-- Extracted material follows --

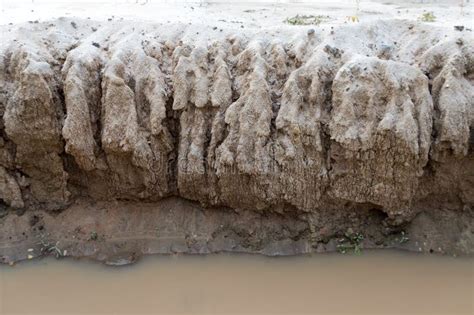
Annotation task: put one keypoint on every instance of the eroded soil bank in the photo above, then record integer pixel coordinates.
(124, 139)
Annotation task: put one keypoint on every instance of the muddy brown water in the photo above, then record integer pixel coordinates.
(382, 282)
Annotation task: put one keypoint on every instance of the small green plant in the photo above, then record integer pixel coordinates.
(52, 248)
(350, 242)
(307, 19)
(93, 236)
(427, 17)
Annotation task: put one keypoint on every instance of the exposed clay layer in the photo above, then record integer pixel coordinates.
(310, 125)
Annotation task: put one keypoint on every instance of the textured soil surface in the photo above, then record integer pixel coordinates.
(120, 139)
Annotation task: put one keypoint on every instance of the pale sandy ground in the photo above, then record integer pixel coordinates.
(236, 14)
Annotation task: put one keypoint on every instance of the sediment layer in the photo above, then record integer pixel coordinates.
(356, 119)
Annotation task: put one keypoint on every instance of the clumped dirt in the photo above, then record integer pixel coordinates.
(277, 143)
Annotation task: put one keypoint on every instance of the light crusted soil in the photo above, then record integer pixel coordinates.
(289, 139)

-- Extracted material concluded --

▶ **Work order**:
Except for the pictures, return every line of the material exactly.

▶ **Exercise result**:
Annotation task: put one keypoint on every instance of the eroded soil bank in the photo above, then record integer pixel coordinates.
(124, 139)
Annotation task: put one keypoint on every instance of the muddy brown water in the photo above, then record integer pixel coordinates.
(382, 282)
Annotation task: put one keypoint on every instance of the small green plant in the photo above, then record integer pixel coordinates.
(52, 248)
(350, 242)
(307, 19)
(93, 236)
(427, 17)
Annotation task: put one keypoint on every instance of the exposed clay layer in the photo above, then record integer pixel coordinates.
(310, 125)
Annotation task: put one keypoint on every instance of the textured soil surface in the photo above, then record integer pixel coordinates.
(120, 139)
Annotation task: put one keypoint on every instance of the pale sandy ground in the photo above, then record integer pixel coordinates.
(236, 14)
Annotation task: put one keypoint on every instance of the sediment layer in the photo above, then record integer pixel coordinates.
(356, 119)
Annotation task: put one keypoint on every instance of the clumped dirt in the photo above, then record integer pixel coordinates.
(277, 143)
Annotation task: put one keypoint on every instance of the light crusted soil in the photo above, then record integer pixel coordinates.
(289, 139)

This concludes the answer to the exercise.